Vorliegender Text
Yōko Tawada, geboren am 23.3. 1960 in Nakano, Tokio
Seit Anfang der Neunziger Jahre begleitet mich die Literatur von Yōko Tawada. Ich lese ihre Bücher immer wieder mit neuem Blick, meist dann, wenn mein eigener Blick verstellt ist von zu viel Alltag und dem Trauern um verpasste/verpatzte Möglichkeiten.
Yōko Tawada, Tochter eines Buchhändlers und einer ihrem Kind Geschichten vom Reisen vorlesenden Mutter, wurde 1960 in Tokio geboren und studierte in Japan Literaturwissenschaft (Schwerpunkt russische Literatur). Den Traum ihrer Eltern verwirklichend reiste sie 19jährig mit der transsibirischen Eisenbahn nach Moskau und landete 1982 Deutschland, wo sie seither lebt und zweisprachige (deutsch/japanisch) Bücher veröffentlicht.

Gesammeltes Material
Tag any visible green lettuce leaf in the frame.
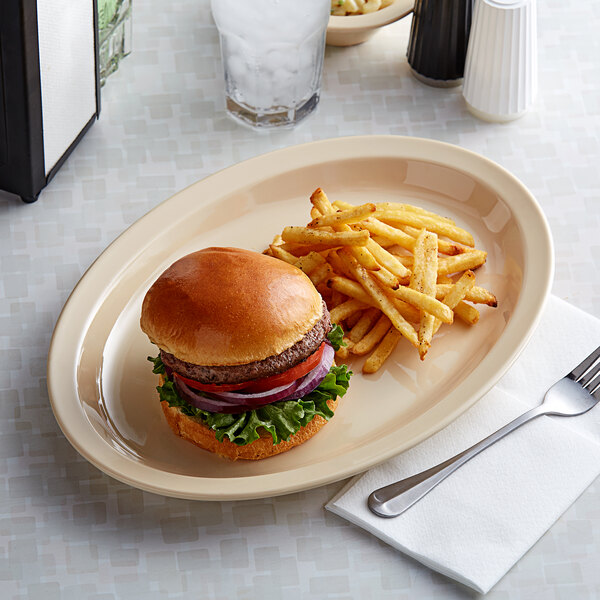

Aufgabe
Kopieren Sie den Text über Yōko Tawada vollständig und ohne jede Änderung. Die Zeilen stammen aus einer anderen Quelle als der Text.

Antwortbereich
Yōko Tawada, geboren am 23.3. 1960 in Nakano, Tokio
Seit Anfang der Neunziger Jahre begleitet mich die Literatur von Yōko Tawada. Ich lese ihre Bücher immer wieder mit neuem Blick, meist dann, wenn mein eigener Blick verstellt ist von zu viel Alltag und dem Trauern um verpasste/verpatzte Möglichkeiten.
Yōko Tawada, Tochter eines Buchhändlers und einer ihrem Kind Geschichten vom Reisen vorlesenden Mutter, wurde 1960 in Tokio geboren und studierte in Japan Literaturwissenschaft (Schwerpunkt russische Literatur). Den Traum ihrer Eltern verwirklichend reiste sie 19jährig mit der transsibirischen Eisenbahn nach Moskau und landete 1982 Deutschland, wo sie seither lebt und zweisprachige (deutsch/japanisch) Bücher veröffentlicht.